_PROBLEMS AND TASKS_
A. According to the passage on Giovanni Pisano, who continued the work on the facade of Siena Cathedral after his death?
B. Quote the section of the passage on Giovanni Pisano that opens with the words containing "Giovanni's next work" and closes with "Memmo di Filippuccio.".

_DOCUMENT PASSAGE_
-- -- --

Giovanni Pisano (c. 1250 – c. 1315) was an Italian sculptor, painter and architect, who worked in the cities of Pisa, Siena and Pistoia.  He is best known for his sculpture which shows the influence of both the French Gothic and the Ancient Roman art.  Henry Moore, referring to his statues for the facade of Siena Cathedral, called him "the first modern sculptor".

History 
Born in Pisa, Giovanni Pisano was the son of the famous sculptor Nicola Pisano. He received his training in the workshop of his father and in 1265–1268 he worked with his father on the pulpit in Siena Cathedral.  His next major work with his father was the fountain Fontana Maggiore in Perugia (completed 1278).  Nicola Pisano is thought to have died either around 1278 or in 1284 when Giovanni took up residence in Siena. These first works were made in Nicola's style and it is difficult to separate the contributions of the two artists. However the Madonna with Child can be attributed with certainty to Giovanni, showing a new style with a certain familiarity between Mother and Child.
 
Giovanni's next work was at Pisa Cathedral, sculpting the statues in the two rows of traceried gables at the exterior of the Baptistry (1277–1284). The vivacity of these statues is a new confirmation that he had left the serene style of his father behind. Between 1287 and 1296 he was appointed chief architect of Siena Cathedral. The architectural design and elegant sculptures for the facade of the cathedral in Siena show his tendency to blend Gothic art with reminders of Roman art. The work was continued after his death, with still greater Gothic elaboration, by Memmo di Filippuccio.

In 1296 he returned to Pisa to begin work on the Church of San Giovanni. In 1301 he continued his work on the Pulpit of Sant' Andrea, Pistoia which he had already started in 1297. The pulpit has five reliefs: the Annunciation and Nativity; the Adoration, the Dream of the Magi and the Angel warning Joseph; the Massacre of the Innocents; the Crucifixion; and the Last Judgement.

-- -- --

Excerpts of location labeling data
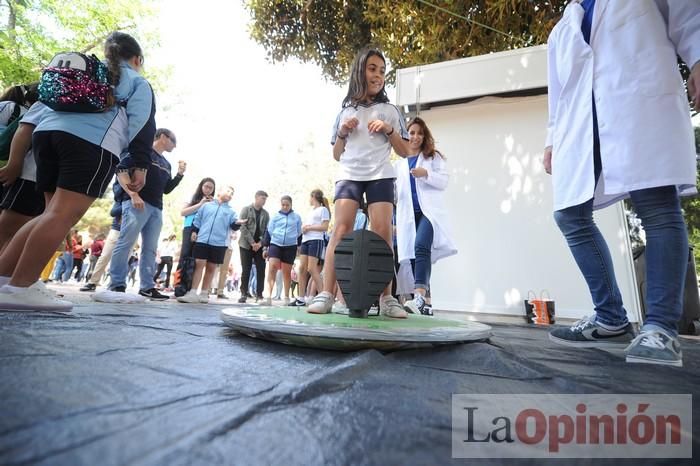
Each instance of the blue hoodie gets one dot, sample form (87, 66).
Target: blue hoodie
(213, 222)
(285, 229)
(125, 127)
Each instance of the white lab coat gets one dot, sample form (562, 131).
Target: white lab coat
(646, 136)
(430, 195)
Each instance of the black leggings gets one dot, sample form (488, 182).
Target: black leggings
(165, 260)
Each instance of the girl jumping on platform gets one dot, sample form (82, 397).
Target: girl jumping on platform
(283, 238)
(211, 228)
(365, 131)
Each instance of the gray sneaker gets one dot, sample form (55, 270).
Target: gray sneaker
(655, 347)
(586, 333)
(415, 305)
(390, 307)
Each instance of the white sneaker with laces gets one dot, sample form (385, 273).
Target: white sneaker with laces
(33, 298)
(321, 304)
(340, 308)
(390, 307)
(191, 297)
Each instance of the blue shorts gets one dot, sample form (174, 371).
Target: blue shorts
(312, 248)
(286, 254)
(211, 254)
(374, 191)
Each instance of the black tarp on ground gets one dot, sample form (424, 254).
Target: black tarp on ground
(164, 384)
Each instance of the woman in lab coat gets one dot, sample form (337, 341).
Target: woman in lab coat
(619, 126)
(422, 232)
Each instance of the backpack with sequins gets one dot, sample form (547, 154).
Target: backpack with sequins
(75, 82)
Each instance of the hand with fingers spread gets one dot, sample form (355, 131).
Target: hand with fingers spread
(694, 86)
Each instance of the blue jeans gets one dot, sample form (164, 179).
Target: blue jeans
(148, 222)
(666, 255)
(422, 264)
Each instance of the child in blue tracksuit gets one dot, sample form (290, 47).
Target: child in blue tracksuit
(210, 231)
(281, 242)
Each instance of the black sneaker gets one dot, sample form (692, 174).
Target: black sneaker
(415, 305)
(587, 333)
(154, 295)
(655, 347)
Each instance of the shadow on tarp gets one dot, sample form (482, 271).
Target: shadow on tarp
(159, 384)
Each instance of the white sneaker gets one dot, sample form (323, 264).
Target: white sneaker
(415, 305)
(321, 304)
(390, 307)
(340, 308)
(34, 298)
(191, 297)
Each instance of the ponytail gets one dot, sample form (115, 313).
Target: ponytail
(120, 46)
(317, 194)
(327, 205)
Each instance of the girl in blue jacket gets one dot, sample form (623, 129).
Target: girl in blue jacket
(211, 231)
(283, 237)
(77, 155)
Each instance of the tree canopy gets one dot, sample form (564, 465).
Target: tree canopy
(32, 31)
(410, 33)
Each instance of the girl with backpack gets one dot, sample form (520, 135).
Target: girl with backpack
(77, 156)
(422, 232)
(281, 243)
(365, 131)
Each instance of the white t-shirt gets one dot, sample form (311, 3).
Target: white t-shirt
(317, 216)
(366, 155)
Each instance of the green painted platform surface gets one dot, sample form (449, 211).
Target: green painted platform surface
(297, 327)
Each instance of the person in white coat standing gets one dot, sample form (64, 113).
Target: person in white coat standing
(619, 126)
(422, 233)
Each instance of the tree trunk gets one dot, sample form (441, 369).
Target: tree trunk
(12, 26)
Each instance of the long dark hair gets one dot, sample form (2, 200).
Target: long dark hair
(318, 195)
(21, 95)
(120, 46)
(357, 86)
(198, 195)
(428, 145)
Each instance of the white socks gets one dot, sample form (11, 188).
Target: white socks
(9, 289)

-- -- --

_REPLIES_
A. Memmo di Filippuccio

B.
Giovanni's next work was at Pisa Cathedral, sculpting the statues in the two rows of traceried gables at the exterior of the Baptistry (1277–1284). The vivacity of these statues is a new confirmation that he had left the serene style of his father behind. Between 1287 and 1296 he was appointed chief architect of Siena Cathedral. The architectural design and elegant sculptures for the facade of the cathedral in Siena show his tendency to blend Gothic art with reminders of Roman art. The work was continued after his death, with still greater Gothic elaboration, by Memmo di Filippuccio.